───── 本文 ─────
【ミサ説教】ヨハネ福音書14章15-16, 23b-26節「聖霊の恵みは共同体の祈りから」

ヨハネ福音書14章15-16, 23b-26節「聖霊の恵みは共同体の祈りから」2025年6月8日聖霊降臨のミサ カトリック長府教会
クリスチャンの最大のお恵みは一人一人に聖霊の恵みが与えられていることでしょう。そして共同体に与えられた聖霊の恵みは大きな力を発揮して世の中を変えることもあります。悪の力に負けないように、心を合わせた祈りの力によってさらに大きな恵みが与えられるよう祈りましょう。

一緒に祈ることは大事なんだね
ヨハネ福音書14章15-16, 23b-26節
〔そのとき、イエスは弟子たちに言われた。〕15「あなたがたは、わたしを愛しているならば、わたしの掟を守る。16わたしは父にお願いしよう。父は別の弁護者を遣わして、永遠にあなたがたと一緒にいるようにしてくださる。
23bわたしを愛する人は、わたしの言葉を守る。わたしの父はその人を愛され、父とわたしとはその人のところに行き、一緒に住む。24わたしを愛さない者は、わたしの言葉を守らない。あなたがたが聞いている言葉はわたしのものではなく、わたしをお遣わしになった父のものである。
25わたしは、あなたがたといたときに、これらのことを話した。26しかし、弁護者、すなわち、父がわたしの名によってお遣わしになる聖霊が、あなたがたにすべてのことを教え、わたしが話したことをことごとく思い起こさせてくださる。」
聖霊の恵みは共同体の祈りから
イエス様が復活されて、そして昇天した後、わたしたちに聖霊の恵みが与えられた。わたしが思うのですが、クリスチャンとして生きる中で、やはり最も大きなお恵みはなにかと言ったら、わたしたち一人一人に聖霊の恵みが与えられているということですね。
それは本当にどんな宝物をもらうよりも、何か宝くじが当たって、お金がたくさん入ってくるよりも、もっと素晴らしい贈り物だというふうにつくづく思います。聖霊の恵みがあるから、わたしたちの心に慰めや喜び、励ましの心が与えられるわけだし、困難があったときに、それを乗り越える力、あるいはわたしたちが人を愛していく力、すべて聖霊の恵みから来ているわけですから、聖霊の恵みが与えられて、そしてこの聖霊の恵みを生かしていくということ自身が、わたしたちにとって本当に大きな恵みだというふうに思います。
─────
• 課題 A: この説教では、クリスチャンとして生きる中で最も大きなお恵みは何だと述べていますか。
• 課題 B: この説教のうち、「一緒に祈ることは大事なんだね」で始まり「られているということですね。」まで続く部分を、そのまま書き写してください。
───── 提供資料 ─────
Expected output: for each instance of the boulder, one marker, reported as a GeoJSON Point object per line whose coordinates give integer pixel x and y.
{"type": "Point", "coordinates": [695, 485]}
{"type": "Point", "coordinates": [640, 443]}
─────
• 解答 A: わたしたち一人一人に聖霊の恵みが与えられていることです。

• 解答 B:
一緒に祈ることは大事なんだね
ヨハネ福音書14章15-16, 23b-26節
〔そのとき、イエスは弟子たちに言われた。〕15「あなたがたは、わたしを愛しているならば、わたしの掟を守る。16わたしは父にお願いしよう。父は別の弁護者を遣わして、永遠にあなたがたと一緒にいるようにしてくださる。
23bわたしを愛する人は、わたしの言葉を守る。わたしの父はその人を愛され、父とわたしとはその人のところに行き、一緒に住む。24わたしを愛さない者は、わたしの言葉を守らない。あなたがたが聞いている言葉はわたしのものではなく、わたしをお遣わしになった父のものである。
25わたしは、あなたがたといたときに、これらのことを話した。26しかし、弁護者、すなわち、父がわたしの名によってお遣わしになる聖霊が、あなたがたにすべてのことを教え、わたしが話したことをことごとく思い起こさせてくださる。」
聖霊の恵みは共同体の祈りから
イエス様が復活されて、そして昇天した後、わたしたちに聖霊の恵みが与えられた。わたしが思うのですが、クリスチャンとして生きる中で、やはり最も大きなお恵みはなにかと言ったら、わたしたち一人一人に聖霊の恵みが与えられているということですね。